_Brano da leggere_.
Che cosa significa l’invasione dell’Iraq da parte degli Stati Uniti? A meno di scadere in un determinismo riduttivo, non bisogna dimenticare la parte di ogni singolo avvenimento nel concatenamento di questi: Bush avrebbe potuto perdere le elezioni, che ha vinto solo di stretta misura e probabilmente grazie alla frode; gli attentati dell’11 settembre avrebbero potuto fallire, ecc. In breve, la storia non è un grande complotto di cui un burattinaio onnipotente regge le fila. Non è però neanche una storia insensata, piena di fragore e furore. C’è una logica dell’avvenimento. Gli atti irragionevoli hanno le loro ragioni. Da questo punto di vista, la guerra attuale era doppiamente annunciata. A partire dal 1989 era all’ordine del giorno, una riorganizzazione di grande ampiezza del pianeta. Rotto il precario equilibrio del dopoguerra, diveniva possibile una nuova spartizione dei territori, delle ricchezze, delle zone di influenza. Era chiaro che una tale spartizione sarebbe stata violenta. Dall’estate del 1990, gli Stati Uniti hanno iniziato a ridefinire i mezzi e le missioni delle loro forze militari.

_Voci fornite_.
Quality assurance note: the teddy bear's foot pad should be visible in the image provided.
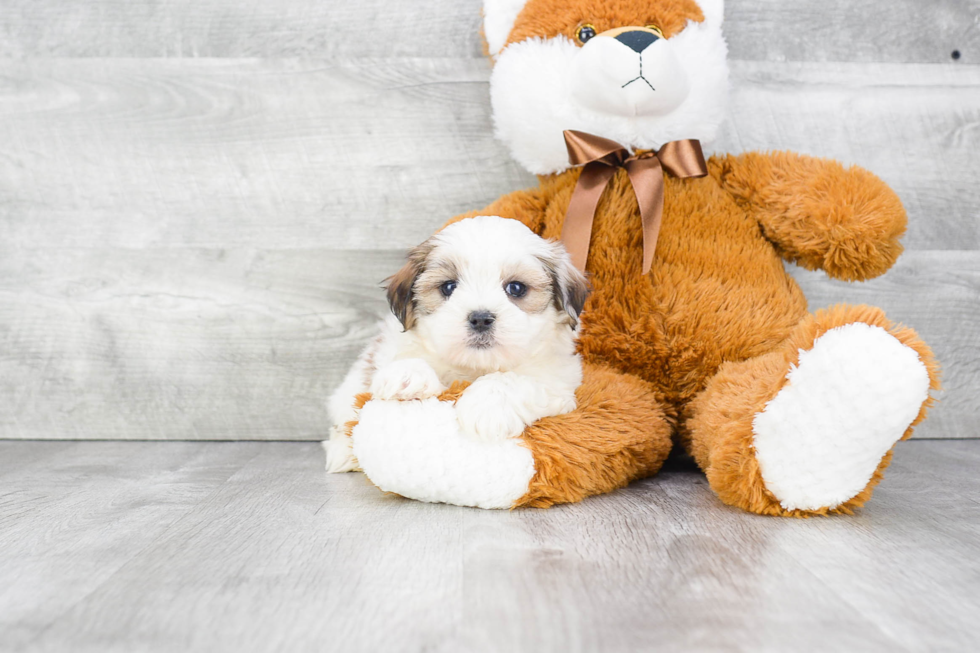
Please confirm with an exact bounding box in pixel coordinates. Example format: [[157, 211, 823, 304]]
[[753, 323, 929, 510], [353, 397, 534, 508]]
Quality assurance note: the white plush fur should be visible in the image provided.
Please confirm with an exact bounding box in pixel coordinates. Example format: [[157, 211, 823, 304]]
[[490, 7, 728, 174], [324, 216, 584, 480], [353, 398, 534, 508], [753, 323, 929, 510]]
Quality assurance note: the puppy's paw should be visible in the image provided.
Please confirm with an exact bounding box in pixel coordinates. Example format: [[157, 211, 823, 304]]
[[371, 358, 446, 401], [456, 377, 527, 441], [321, 427, 358, 474]]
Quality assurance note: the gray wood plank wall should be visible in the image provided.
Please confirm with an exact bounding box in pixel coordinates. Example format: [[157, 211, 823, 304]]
[[0, 0, 980, 439]]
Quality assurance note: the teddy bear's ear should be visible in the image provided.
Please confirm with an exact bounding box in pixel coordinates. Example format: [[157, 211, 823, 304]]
[[483, 0, 528, 56], [696, 0, 725, 25]]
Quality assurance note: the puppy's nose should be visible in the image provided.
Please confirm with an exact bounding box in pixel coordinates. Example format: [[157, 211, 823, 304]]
[[468, 311, 497, 333], [616, 29, 660, 53]]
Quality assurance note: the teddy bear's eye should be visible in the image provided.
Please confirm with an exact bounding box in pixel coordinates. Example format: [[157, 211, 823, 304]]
[[575, 23, 596, 45]]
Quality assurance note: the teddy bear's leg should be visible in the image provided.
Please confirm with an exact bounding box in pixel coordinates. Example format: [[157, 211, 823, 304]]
[[683, 306, 939, 516], [351, 364, 676, 508], [514, 364, 677, 508]]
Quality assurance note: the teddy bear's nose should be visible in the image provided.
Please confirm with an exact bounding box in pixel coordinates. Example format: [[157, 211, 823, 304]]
[[616, 29, 660, 53]]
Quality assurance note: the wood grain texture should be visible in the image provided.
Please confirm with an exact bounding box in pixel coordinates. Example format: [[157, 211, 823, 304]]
[[710, 62, 980, 249], [0, 441, 980, 653], [0, 59, 532, 249], [0, 0, 980, 63], [0, 249, 403, 440], [0, 248, 980, 440], [0, 59, 980, 249]]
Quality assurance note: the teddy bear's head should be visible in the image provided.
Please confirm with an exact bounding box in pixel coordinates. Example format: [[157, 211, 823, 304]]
[[483, 0, 728, 174]]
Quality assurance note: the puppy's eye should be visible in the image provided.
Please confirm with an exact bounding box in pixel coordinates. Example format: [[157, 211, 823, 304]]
[[504, 281, 527, 299], [575, 23, 597, 45]]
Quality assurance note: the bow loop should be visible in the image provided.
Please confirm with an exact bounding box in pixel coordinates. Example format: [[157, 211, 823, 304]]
[[561, 130, 708, 274]]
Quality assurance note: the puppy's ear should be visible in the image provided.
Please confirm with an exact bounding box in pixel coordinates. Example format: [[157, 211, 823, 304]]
[[384, 239, 434, 331], [541, 243, 591, 329]]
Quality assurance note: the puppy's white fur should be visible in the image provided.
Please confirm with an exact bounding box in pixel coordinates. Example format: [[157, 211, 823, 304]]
[[323, 216, 588, 472]]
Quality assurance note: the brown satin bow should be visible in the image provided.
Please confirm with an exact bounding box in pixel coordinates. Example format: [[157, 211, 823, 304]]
[[561, 129, 708, 274]]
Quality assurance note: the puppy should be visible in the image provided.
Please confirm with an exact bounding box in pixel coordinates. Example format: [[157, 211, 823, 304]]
[[323, 216, 589, 472]]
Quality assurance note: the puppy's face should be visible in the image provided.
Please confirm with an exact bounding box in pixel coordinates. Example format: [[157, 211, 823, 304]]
[[388, 216, 588, 374], [484, 0, 728, 174]]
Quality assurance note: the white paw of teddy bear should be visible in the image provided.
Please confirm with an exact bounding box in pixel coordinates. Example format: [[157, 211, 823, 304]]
[[322, 426, 358, 474], [370, 358, 446, 401], [456, 374, 527, 442]]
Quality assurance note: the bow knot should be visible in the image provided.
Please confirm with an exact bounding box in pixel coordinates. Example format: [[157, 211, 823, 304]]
[[561, 129, 708, 274]]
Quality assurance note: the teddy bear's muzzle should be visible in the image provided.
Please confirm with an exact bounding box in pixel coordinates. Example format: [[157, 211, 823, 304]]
[[569, 27, 689, 117]]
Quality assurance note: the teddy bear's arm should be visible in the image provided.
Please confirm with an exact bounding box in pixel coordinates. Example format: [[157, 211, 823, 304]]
[[444, 186, 552, 236], [708, 152, 906, 281]]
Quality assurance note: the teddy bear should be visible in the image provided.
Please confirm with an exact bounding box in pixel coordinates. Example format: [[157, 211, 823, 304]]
[[338, 0, 939, 516]]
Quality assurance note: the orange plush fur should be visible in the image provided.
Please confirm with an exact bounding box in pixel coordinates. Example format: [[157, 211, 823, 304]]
[[354, 0, 939, 517], [442, 153, 939, 516]]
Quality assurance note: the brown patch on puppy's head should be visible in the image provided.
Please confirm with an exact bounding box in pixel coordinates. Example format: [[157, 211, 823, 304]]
[[507, 0, 704, 44], [384, 239, 435, 331], [539, 245, 591, 329]]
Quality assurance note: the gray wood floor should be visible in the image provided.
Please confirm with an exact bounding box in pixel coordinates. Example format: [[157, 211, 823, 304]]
[[0, 440, 980, 653]]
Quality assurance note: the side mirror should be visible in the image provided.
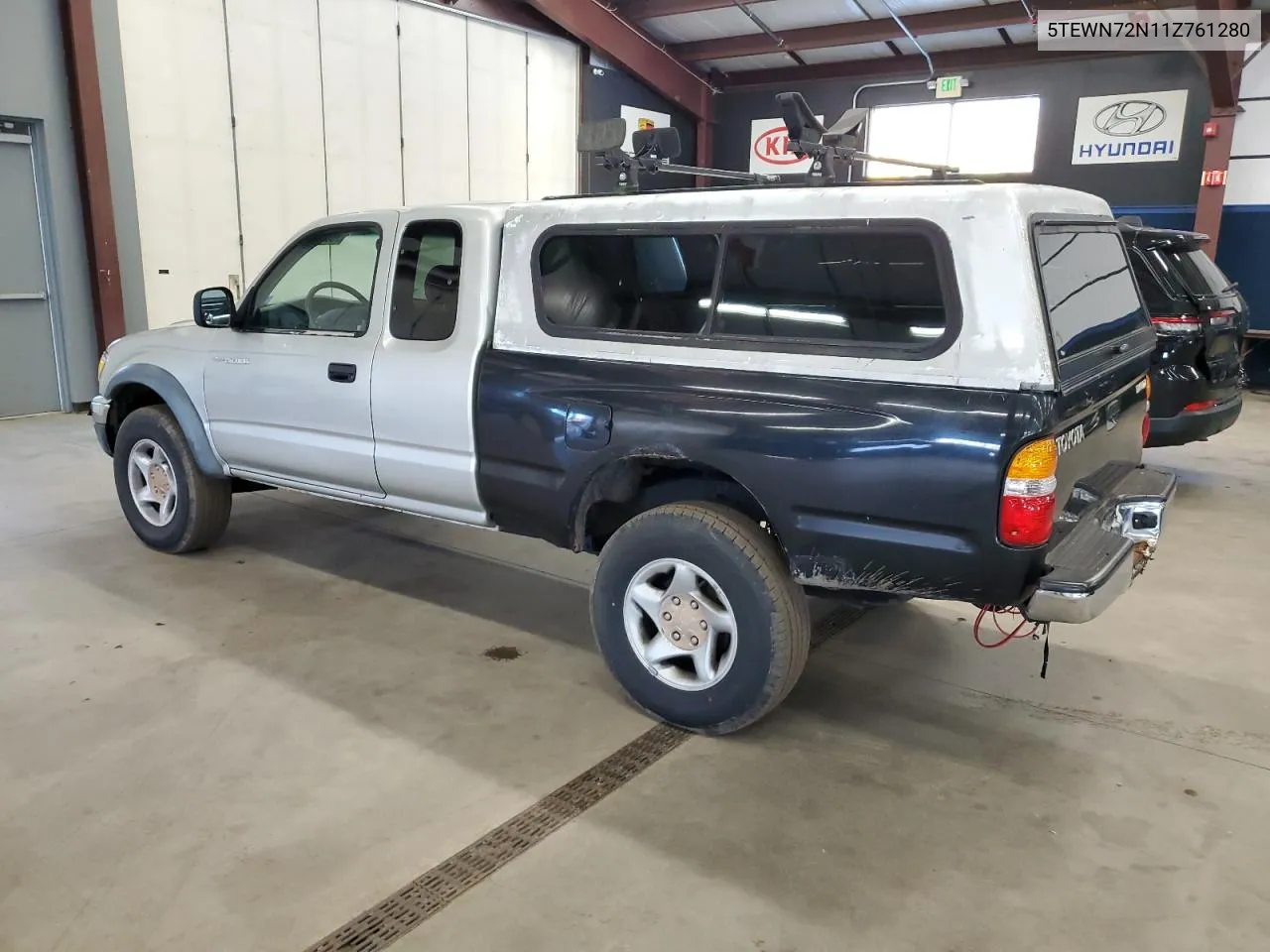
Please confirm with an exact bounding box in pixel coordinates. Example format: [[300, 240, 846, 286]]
[[194, 289, 235, 327]]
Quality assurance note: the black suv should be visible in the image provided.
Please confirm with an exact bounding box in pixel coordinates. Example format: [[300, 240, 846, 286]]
[[1119, 218, 1248, 447]]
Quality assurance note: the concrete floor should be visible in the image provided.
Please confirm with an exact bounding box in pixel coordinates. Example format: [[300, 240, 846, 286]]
[[0, 398, 1270, 952]]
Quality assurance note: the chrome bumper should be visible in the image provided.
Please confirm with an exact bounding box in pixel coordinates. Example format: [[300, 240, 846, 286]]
[[1024, 468, 1178, 623]]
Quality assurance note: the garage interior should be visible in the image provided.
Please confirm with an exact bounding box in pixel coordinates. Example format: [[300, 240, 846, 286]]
[[0, 0, 1270, 952]]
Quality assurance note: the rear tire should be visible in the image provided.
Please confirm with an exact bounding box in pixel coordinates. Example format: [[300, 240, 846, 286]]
[[590, 503, 812, 734], [114, 407, 234, 553]]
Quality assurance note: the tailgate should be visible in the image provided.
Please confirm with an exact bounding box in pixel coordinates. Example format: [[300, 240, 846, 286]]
[[1034, 222, 1156, 523]]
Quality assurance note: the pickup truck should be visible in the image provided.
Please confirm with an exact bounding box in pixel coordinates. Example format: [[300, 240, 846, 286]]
[[91, 181, 1174, 734]]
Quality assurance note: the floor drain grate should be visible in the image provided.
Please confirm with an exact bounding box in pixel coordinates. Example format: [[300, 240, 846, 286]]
[[308, 724, 693, 952], [306, 606, 865, 952]]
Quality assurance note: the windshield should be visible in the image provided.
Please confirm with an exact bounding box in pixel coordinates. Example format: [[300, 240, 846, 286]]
[[1153, 248, 1230, 298]]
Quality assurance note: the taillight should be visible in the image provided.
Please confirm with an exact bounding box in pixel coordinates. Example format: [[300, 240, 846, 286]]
[[1142, 373, 1151, 445], [1151, 313, 1201, 334], [998, 436, 1058, 545]]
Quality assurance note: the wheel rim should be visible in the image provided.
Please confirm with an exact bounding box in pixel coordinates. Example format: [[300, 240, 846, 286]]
[[623, 558, 736, 690], [128, 439, 178, 528]]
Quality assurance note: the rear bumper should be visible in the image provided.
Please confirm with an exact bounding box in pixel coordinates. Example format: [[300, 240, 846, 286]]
[[1147, 394, 1243, 447], [1024, 467, 1178, 623]]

_Consegne_.
a - Secondo il brano sull'invasione dell'Iraq, da quale anno una riorganizzazione di grande ampiezza del pianeta era all'ordine del giorno?
b - Porta avanti il brano sull'invasione dell'Iraq a partire dalla sua ultima frase.

_Risposte_.
a - Era all'ordine del giorno a partire dal 1989.

b -
C’è una dimensione geopolitica della logica di guerra che è in rapporto (non meccanico) con il rallentamento dell’accumulazione capitalistica sul lungo periodo. Malgrado i miraggi della nuova economia e la ripresa dei tassi di profitto in seguito alle sconfitte inflitte negli anni 1980-1990 dalle controriforme liberiste, gli aumenti di produttività sono rimasti modesti e la crescita non ha ritrovato i ritmi di prima del 1974-1975. Il problema non si riduce ai termini della suddivisione capitale/lavoro. L’apertura di una nuova fase di espansione richiederebbe ben altre condizioni politiche, istituzionali, monetarie; in breve, una modifica delle condizioni generali di accumulazione del capitale.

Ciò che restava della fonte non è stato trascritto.